Excerpts from annotation records
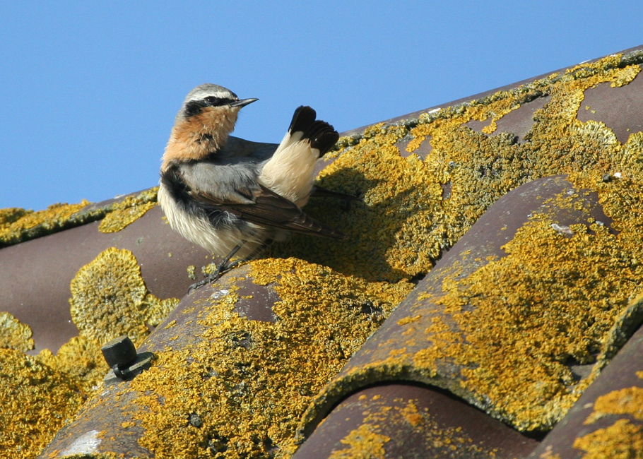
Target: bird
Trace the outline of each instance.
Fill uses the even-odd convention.
[[[236,138],[230,133],[239,111],[256,100],[202,84],[188,93],[172,128],[161,160],[158,203],[174,230],[223,257],[215,273],[191,291],[290,232],[345,237],[302,210],[314,188],[315,163],[335,145],[338,133],[317,119],[310,107],[300,106],[272,154],[235,148],[238,142],[231,142]],[[352,198],[329,190],[320,194]],[[231,262],[235,256],[239,259]]]

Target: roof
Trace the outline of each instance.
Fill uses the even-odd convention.
[[[0,213],[0,443],[50,458],[637,451],[642,61],[628,50],[347,133],[319,184],[362,200],[307,206],[347,240],[294,237],[189,295],[211,260],[154,189]],[[122,334],[156,359],[102,386],[100,345]]]

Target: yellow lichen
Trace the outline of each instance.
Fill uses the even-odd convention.
[[[136,196],[129,196],[112,206],[100,225],[98,231],[104,233],[117,232],[142,217],[156,205],[158,187],[146,190]]]
[[[71,318],[82,336],[104,343],[127,335],[135,342],[149,333],[178,300],[147,291],[136,257],[114,247],[82,267],[71,280]]]
[[[240,316],[237,280],[220,282],[225,294],[203,299],[199,332],[190,328],[199,339],[158,352],[155,366],[132,383],[153,391],[137,399],[134,417],[146,431],[139,443],[157,458],[289,456],[312,397],[412,288],[292,258],[254,261],[250,269],[254,282],[278,293],[276,322]],[[185,421],[193,412],[199,429]]]
[[[26,352],[34,347],[31,328],[8,312],[0,312],[0,347]]]
[[[65,227],[71,216],[89,204],[52,204],[45,210],[4,209],[0,213],[0,247]]]
[[[634,133],[623,145],[603,123],[577,119],[585,90],[636,76],[638,66],[620,67],[621,58],[609,56],[420,116],[410,131],[403,126],[373,126],[322,172],[323,186],[359,189],[363,205],[353,206],[349,224],[336,209],[318,210],[313,201],[313,215],[336,222],[349,242],[321,254],[295,253],[367,278],[426,272],[442,249],[457,241],[498,198],[550,175],[572,174],[578,186],[597,192],[621,232],[613,234],[598,222],[589,229],[572,225],[563,234],[547,218],[530,222],[505,247],[507,257],[473,261],[486,264],[464,279],[461,268],[454,266],[442,285],[445,294],[433,299],[445,316],[422,314],[413,323],[425,330],[427,345],[410,353],[402,333],[391,345],[405,352],[387,352],[328,391],[352,390],[348,381],[358,383],[361,374],[390,378],[417,372],[427,382],[439,378],[443,386],[521,429],[546,429],[564,415],[641,319],[641,302],[630,302],[643,282],[638,262],[643,253],[636,242],[643,238],[642,213],[636,210],[643,205],[643,137]],[[543,94],[549,100],[536,112],[523,143],[510,133],[488,136],[466,126],[500,119]],[[430,136],[432,149],[425,160],[396,155],[392,147],[408,133],[420,139],[411,139],[410,150]],[[615,177],[623,179],[603,181],[606,172],[620,172]],[[446,197],[440,185],[449,186]],[[576,208],[579,202],[559,196],[548,205]],[[356,224],[362,221],[363,226]],[[348,257],[337,260],[338,254]],[[418,302],[427,299],[420,294]],[[461,369],[459,378],[443,374],[446,362]],[[594,362],[589,378],[573,374],[574,364]]]
[[[53,354],[48,349],[37,355],[40,362],[65,374],[69,381],[90,395],[102,383],[109,370],[100,351],[98,342],[83,336],[76,336],[61,346]]]
[[[234,292],[234,282],[227,296],[206,301],[199,321],[207,339],[183,351],[160,352],[157,364],[133,383],[141,391],[154,388],[160,395],[141,400],[137,416],[146,432],[141,443],[157,457],[253,457],[269,450],[288,457],[307,405],[405,297],[412,287],[409,280],[428,272],[442,251],[507,191],[535,179],[572,173],[574,184],[598,193],[619,234],[600,222],[591,222],[591,231],[572,225],[570,234],[562,234],[546,218],[530,222],[505,246],[504,258],[463,260],[487,263],[464,278],[461,266],[453,268],[443,283],[444,297],[437,299],[444,317],[414,311],[413,317],[420,317],[413,325],[403,319],[406,330],[426,332],[429,341],[422,350],[411,352],[405,331],[399,347],[387,349],[385,358],[344,376],[367,371],[387,378],[411,374],[442,378],[447,388],[460,391],[516,427],[548,428],[638,320],[639,303],[628,302],[638,293],[643,269],[639,266],[643,213],[638,211],[643,202],[638,191],[643,134],[632,133],[623,145],[603,123],[577,119],[587,89],[603,83],[626,84],[637,76],[639,62],[625,57],[609,56],[407,124],[380,124],[359,137],[341,138],[341,151],[326,155],[336,158],[322,171],[319,184],[359,192],[362,201],[345,212],[332,202],[312,198],[307,212],[337,226],[347,239],[295,237],[268,253],[317,264],[292,260],[251,264],[257,282],[276,284],[282,301],[273,311],[275,323],[248,321],[234,311],[235,304],[242,301]],[[488,135],[502,117],[543,95],[548,102],[534,114],[522,143],[512,133]],[[466,126],[490,119],[483,132]],[[413,151],[428,137],[432,149],[427,157],[401,157],[398,145],[408,142]],[[615,172],[623,178],[601,180],[603,174]],[[562,197],[556,201],[550,204],[572,204]],[[3,227],[32,218],[20,211],[6,215],[0,220],[7,223]],[[22,219],[16,220],[18,215]],[[142,336],[145,321],[158,320],[146,311],[163,306],[158,299],[146,297],[131,263],[124,263],[128,267],[118,268],[120,276],[97,262],[89,273],[113,279],[117,288],[100,279],[93,287],[88,274],[81,282],[86,288],[77,289],[72,304],[78,302],[79,310],[82,304],[98,306],[93,317],[87,307],[76,318],[112,330],[110,337],[130,329]],[[79,299],[85,294],[81,290],[89,292],[86,303]],[[124,303],[133,307],[124,316],[126,325],[118,322],[120,311],[110,309],[112,300],[123,299],[118,308]],[[417,302],[430,299],[420,294]],[[106,338],[83,323],[83,336]],[[579,378],[570,369],[595,361],[590,378]],[[445,363],[456,364],[460,374],[454,376],[452,369],[445,375]],[[339,383],[334,387],[355,388]],[[201,429],[186,421],[193,412],[203,419]],[[444,444],[453,446],[448,442]]]
[[[577,439],[574,448],[585,451],[582,459],[642,459],[643,428],[618,419],[609,427]]]

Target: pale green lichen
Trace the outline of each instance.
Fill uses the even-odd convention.
[[[26,352],[34,347],[31,328],[8,312],[0,312],[0,347]]]
[[[112,207],[105,215],[98,231],[104,233],[117,232],[133,223],[156,205],[158,187],[146,190],[136,196],[129,196]]]
[[[0,349],[0,447],[34,458],[71,421],[85,395],[66,374],[22,352]]]
[[[135,342],[149,334],[178,303],[149,292],[134,254],[110,248],[81,268],[71,281],[71,318],[82,336],[104,343],[127,335]]]

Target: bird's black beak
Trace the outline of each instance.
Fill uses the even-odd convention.
[[[235,102],[230,103],[230,107],[245,107],[248,104],[252,104],[255,100],[259,100],[259,99],[242,99],[241,100],[235,100]]]

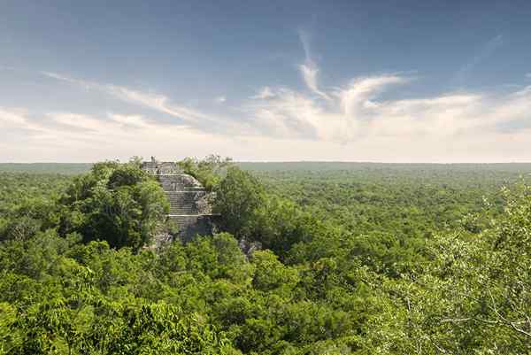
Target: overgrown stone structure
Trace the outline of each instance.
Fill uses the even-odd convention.
[[[168,218],[179,228],[179,238],[189,241],[196,235],[211,235],[214,228],[212,194],[193,176],[184,174],[175,163],[151,161],[142,169],[157,177],[170,202]]]

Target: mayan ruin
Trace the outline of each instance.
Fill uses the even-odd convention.
[[[162,186],[170,203],[167,217],[179,228],[181,240],[212,234],[212,196],[196,178],[184,174],[175,163],[159,162],[153,157],[142,163],[142,169],[155,175]]]

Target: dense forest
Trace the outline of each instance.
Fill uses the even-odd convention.
[[[531,353],[531,165],[178,164],[0,165],[0,354]]]

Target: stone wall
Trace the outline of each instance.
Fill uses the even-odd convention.
[[[170,202],[168,219],[178,226],[181,240],[188,242],[196,235],[213,233],[212,196],[197,180],[180,172],[174,163],[158,162],[154,158],[143,163],[142,169],[158,179]]]

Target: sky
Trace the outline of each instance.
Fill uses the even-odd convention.
[[[0,162],[531,161],[529,1],[0,2]]]

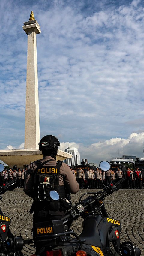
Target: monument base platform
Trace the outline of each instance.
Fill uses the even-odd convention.
[[[58,149],[56,159],[63,161],[71,158],[72,156],[70,154]],[[42,159],[43,157],[42,152],[38,149],[0,150],[0,159],[11,168],[14,165],[17,165],[18,168],[24,168],[31,162]]]

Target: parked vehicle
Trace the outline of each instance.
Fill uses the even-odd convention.
[[[0,164],[0,172],[4,169],[2,164]],[[106,171],[110,165],[107,161],[102,161],[100,167]],[[130,241],[121,243],[120,222],[109,216],[104,206],[105,197],[118,190],[124,180],[116,179],[103,191],[84,193],[62,219],[37,223],[36,239],[39,250],[37,255],[140,256],[140,250]],[[0,187],[0,195],[13,190],[16,185],[15,179],[4,184]],[[60,198],[56,191],[52,190],[50,196],[51,202],[57,203],[57,206],[71,208],[69,201]],[[2,198],[0,197],[0,200]],[[70,226],[80,216],[84,220],[82,232],[78,236]],[[21,251],[24,243],[30,243],[32,240],[24,241],[20,236],[15,237],[9,228],[11,221],[0,209],[0,256],[23,256]]]
[[[107,161],[102,161],[100,167],[106,171],[110,166]],[[140,256],[140,250],[130,241],[121,243],[120,222],[108,216],[103,202],[106,197],[120,188],[124,180],[124,178],[119,178],[105,187],[103,191],[84,193],[79,202],[61,220],[38,223],[36,238],[40,249],[37,255]],[[88,197],[82,200],[87,195]],[[64,200],[60,198],[56,191],[52,190],[50,195],[53,202],[62,205]],[[68,203],[65,202],[67,203]],[[80,216],[84,220],[83,227],[81,234],[78,236],[70,227],[73,221]]]

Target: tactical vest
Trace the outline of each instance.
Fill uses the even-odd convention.
[[[57,191],[61,198],[66,197],[64,186],[59,185],[59,170],[62,161],[58,161],[56,166],[46,165],[47,163],[52,161],[50,159],[42,163],[40,160],[38,160],[35,162],[37,167],[34,174],[34,190],[36,201],[49,202],[52,190]]]

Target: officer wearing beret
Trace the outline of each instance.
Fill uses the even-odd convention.
[[[35,223],[60,219],[67,213],[66,209],[60,211],[57,206],[55,208],[50,204],[50,190],[56,190],[61,198],[69,200],[70,193],[76,194],[79,190],[79,184],[69,167],[62,161],[56,161],[56,155],[60,144],[57,138],[52,135],[43,137],[39,143],[43,158],[31,164],[26,172],[24,191],[34,200],[30,212],[34,212],[33,231],[35,245],[37,245],[35,240]],[[36,249],[38,249],[37,246]]]

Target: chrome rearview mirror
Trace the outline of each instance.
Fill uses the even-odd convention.
[[[51,198],[54,201],[58,201],[59,199],[59,196],[55,190],[51,190],[50,192],[50,195]]]
[[[3,171],[4,169],[4,165],[3,164],[0,164],[0,173]]]
[[[110,164],[107,161],[102,161],[100,164],[100,168],[102,171],[106,172],[110,168]]]

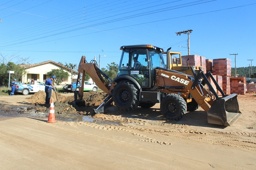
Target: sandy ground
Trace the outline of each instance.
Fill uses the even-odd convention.
[[[28,104],[28,97],[0,103]],[[112,106],[93,122],[2,118],[0,169],[254,170],[256,96],[238,99],[242,114],[228,127],[208,123],[201,108],[167,121],[159,104],[126,113]]]

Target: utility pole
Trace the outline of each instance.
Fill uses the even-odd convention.
[[[176,33],[176,34],[177,34],[177,36],[178,36],[178,35],[179,35],[179,36],[180,36],[180,34],[181,34],[182,33],[183,33],[183,34],[188,34],[188,55],[190,55],[190,46],[189,44],[189,34],[190,34],[192,31],[193,31],[193,30],[188,30],[186,31],[180,31],[180,32],[175,32],[175,33]]]
[[[252,74],[252,59],[248,59],[247,60],[251,60],[251,73]],[[250,65],[249,66],[249,69],[250,69]]]
[[[249,78],[250,78],[250,77],[251,77],[251,73],[250,73],[250,64],[249,64]]]
[[[106,57],[106,55],[104,57]],[[99,54],[99,68],[100,69],[100,54]]]
[[[230,55],[235,55],[235,77],[236,77],[236,55],[238,54],[229,54]]]

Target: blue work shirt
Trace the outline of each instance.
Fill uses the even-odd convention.
[[[12,81],[12,86],[15,86],[15,82],[14,81]]]
[[[44,87],[44,89],[45,90],[46,89],[52,89],[52,85],[51,84],[52,83],[52,81],[50,79],[48,79],[45,81],[45,87]]]

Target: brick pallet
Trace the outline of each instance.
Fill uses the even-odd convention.
[[[205,57],[198,55],[189,55],[182,56],[181,59],[183,65],[201,66],[204,72],[206,73]],[[189,59],[187,62],[188,59]]]
[[[216,81],[217,81],[217,83],[218,83],[219,84],[219,85],[220,86],[220,88],[222,89],[222,76],[220,75],[213,75],[213,77],[214,78],[214,79],[216,80]],[[210,77],[209,77],[208,80],[210,83],[211,83],[211,85],[212,85],[212,87],[213,87],[213,89],[214,89],[215,91],[216,91],[216,92],[217,93],[217,94],[219,96],[221,95],[222,95],[220,92],[218,90],[217,90],[216,86],[215,85],[214,83],[212,81],[212,79]]]
[[[222,77],[222,90],[225,95],[230,94],[230,77]]]
[[[231,76],[231,60],[229,58],[214,59],[213,74],[222,76]]]
[[[256,92],[256,84],[246,84],[246,92]]]
[[[239,83],[239,81],[241,81],[241,83],[242,83],[245,84],[246,83],[246,81],[245,80],[245,77],[230,77],[230,83]]]
[[[230,77],[230,93],[244,95],[246,92],[245,77]],[[240,83],[239,83],[240,82]]]
[[[212,60],[206,59],[205,60],[206,71],[210,71],[212,73]]]

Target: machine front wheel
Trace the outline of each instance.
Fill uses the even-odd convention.
[[[169,94],[161,101],[160,109],[167,119],[178,121],[186,113],[187,105],[184,99],[179,95]]]
[[[139,91],[132,82],[124,80],[113,90],[113,101],[121,111],[131,111],[139,104]]]
[[[27,89],[24,89],[22,90],[22,95],[28,95],[29,93],[29,91]]]

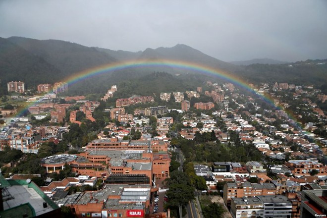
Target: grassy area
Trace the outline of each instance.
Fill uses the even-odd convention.
[[[201,195],[199,197],[200,202],[202,208],[207,206],[212,203],[212,196],[207,195]]]

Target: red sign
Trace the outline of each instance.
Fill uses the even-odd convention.
[[[127,210],[128,217],[143,217],[144,213],[143,210]]]

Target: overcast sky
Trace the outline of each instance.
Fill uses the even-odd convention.
[[[327,58],[327,0],[0,0],[0,37],[131,52],[183,44],[224,61]]]

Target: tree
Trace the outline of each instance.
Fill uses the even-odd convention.
[[[216,203],[213,203],[202,209],[205,218],[220,218],[225,213],[223,207]]]
[[[178,207],[179,217],[182,217],[182,206],[194,198],[194,188],[191,185],[187,175],[180,171],[175,170],[167,179],[169,190],[166,192],[169,207]]]
[[[199,128],[199,129],[203,128],[203,123],[201,122],[198,122],[196,124],[196,127]]]
[[[142,133],[140,131],[137,130],[136,132],[135,132],[135,134],[134,134],[133,137],[132,137],[132,140],[138,140],[141,138],[141,136],[142,136]]]
[[[315,175],[317,175],[317,174],[319,173],[319,171],[317,170],[317,169],[313,169],[311,171],[310,171],[310,175],[314,176]]]
[[[248,181],[251,182],[251,183],[258,183],[258,178],[256,177],[250,177]]]
[[[171,160],[170,161],[170,166],[169,167],[169,170],[170,173],[174,170],[178,169],[178,167],[180,166],[180,164],[178,161]]]
[[[32,181],[36,184],[38,186],[42,186],[46,185],[46,182],[43,178],[39,177],[35,177],[32,178]]]

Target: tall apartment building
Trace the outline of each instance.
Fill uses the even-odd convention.
[[[175,98],[175,102],[181,102],[184,101],[184,92],[173,92],[172,94]]]
[[[125,114],[124,108],[115,108],[109,110],[109,118],[118,120],[119,115]]]
[[[206,103],[198,102],[194,104],[194,108],[199,110],[208,110],[214,108],[215,108],[215,105],[212,102],[208,102]]]
[[[170,124],[174,122],[174,120],[170,116],[164,116],[158,118],[157,121],[157,131],[162,134],[168,133]]]
[[[24,82],[11,81],[7,84],[8,92],[15,92],[24,93],[25,92],[25,84]]]
[[[229,206],[230,199],[233,198],[275,195],[276,191],[276,187],[272,183],[227,183],[223,187],[223,200],[226,205]]]
[[[171,93],[170,92],[162,92],[160,93],[160,99],[168,102],[170,99]]]
[[[182,102],[182,110],[184,111],[187,111],[191,108],[191,103],[189,101],[186,100]]]
[[[225,86],[229,90],[230,90],[231,92],[233,92],[234,90],[235,89],[235,87],[234,86],[234,85],[233,85],[232,83],[225,83],[224,84]]]
[[[64,107],[57,108],[56,110],[51,111],[51,122],[60,123],[63,121],[66,115],[66,109]]]
[[[55,94],[63,92],[68,90],[68,84],[66,83],[59,82],[54,84],[53,91]]]
[[[125,107],[141,103],[155,102],[152,96],[135,96],[128,99],[119,99],[116,100],[116,107]]]
[[[257,197],[232,198],[230,214],[233,218],[264,217],[264,205]]]
[[[292,203],[283,195],[261,196],[232,199],[230,213],[233,218],[291,218]]]
[[[302,191],[301,202],[301,218],[326,217],[327,214],[327,189]]]
[[[200,94],[195,91],[187,91],[186,92],[187,98],[191,99],[192,97],[200,98]]]
[[[125,114],[119,114],[118,115],[118,121],[119,122],[128,122],[129,120],[133,121],[133,115],[126,113]]]
[[[111,86],[111,89],[108,90],[108,91],[107,92],[105,96],[101,99],[101,100],[106,102],[109,98],[112,98],[112,96],[113,96],[113,93],[116,91],[117,86],[115,85]]]
[[[49,84],[38,85],[38,92],[49,93],[52,91],[52,86]]]
[[[168,112],[167,106],[153,107],[145,109],[144,115],[146,116],[155,116],[158,115],[164,115]]]
[[[326,166],[316,161],[289,161],[285,165],[295,176],[310,175],[310,172],[313,170],[319,172],[317,175],[327,175]]]

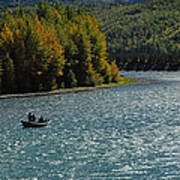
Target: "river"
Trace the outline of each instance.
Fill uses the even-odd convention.
[[[180,179],[180,72],[121,74],[154,81],[0,100],[0,179]]]

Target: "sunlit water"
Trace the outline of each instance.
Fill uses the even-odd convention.
[[[0,179],[180,179],[180,72],[122,74],[156,81],[0,100]]]

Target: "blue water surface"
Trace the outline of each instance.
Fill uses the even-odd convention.
[[[180,72],[120,73],[154,81],[0,100],[0,179],[180,179]]]

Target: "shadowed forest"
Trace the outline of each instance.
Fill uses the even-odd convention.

◆ **GIVEN PROBLEM**
Copy out the items above word for word, starting at the line containing "Target: brick pallet" and ending after the line containing "[[[327,58],[327,0],[0,0],[0,37],[131,52],[183,44],[224,61]]]". Omit the pictures from your answer.

◆ **THE RESPONSE**
Target: brick pallet
Trace the outline of each instance.
Fill uses the even-odd convention.
[[[205,57],[198,55],[189,55],[182,56],[181,59],[183,65],[201,66],[204,72],[206,73]],[[189,59],[187,62],[188,59]]]
[[[216,81],[217,81],[217,83],[218,83],[219,84],[219,85],[220,86],[220,88],[222,89],[222,76],[220,75],[213,75],[213,77],[214,78],[214,79],[216,80]],[[210,77],[209,77],[208,80],[210,83],[211,83],[211,85],[212,85],[212,87],[213,87],[213,89],[214,89],[215,91],[216,91],[216,92],[217,93],[217,94],[219,96],[221,95],[222,95],[220,92],[218,90],[217,90],[216,86],[215,85],[214,83],[212,81],[212,79]]]
[[[222,77],[222,90],[225,95],[230,94],[230,77]]]
[[[231,76],[231,60],[229,58],[214,59],[213,74],[222,76]]]
[[[256,92],[256,84],[246,84],[246,92]]]
[[[239,83],[239,81],[241,81],[241,83],[242,83],[245,84],[246,83],[246,81],[245,80],[245,77],[230,77],[230,83]]]
[[[230,77],[230,93],[244,95],[246,92],[245,77]],[[240,83],[239,83],[240,82]]]
[[[212,60],[206,59],[205,60],[206,71],[210,71],[212,73]]]

Target: machine front wheel
Trace the outline of each instance.
Fill uses the even-odd convention.
[[[169,94],[161,101],[160,109],[167,119],[178,121],[186,113],[187,105],[184,99],[179,95]]]
[[[139,91],[132,82],[124,80],[113,90],[113,101],[121,111],[131,111],[139,104]]]
[[[27,89],[24,89],[22,90],[22,95],[28,95],[29,93],[29,91]]]

Target: grassy area
Trace the outline of each instance.
Fill uses the even-odd convention.
[[[201,195],[199,197],[200,202],[202,208],[207,206],[212,203],[212,196],[207,195]]]

Target: red sign
Trace the outline of each instance.
Fill uses the even-odd convention.
[[[127,210],[128,217],[143,217],[144,213],[143,210]]]

Target: overcast sky
Trace the outline of each instance.
Fill uses the even-odd convention.
[[[327,58],[327,0],[0,0],[0,37],[131,52],[183,44],[224,61]]]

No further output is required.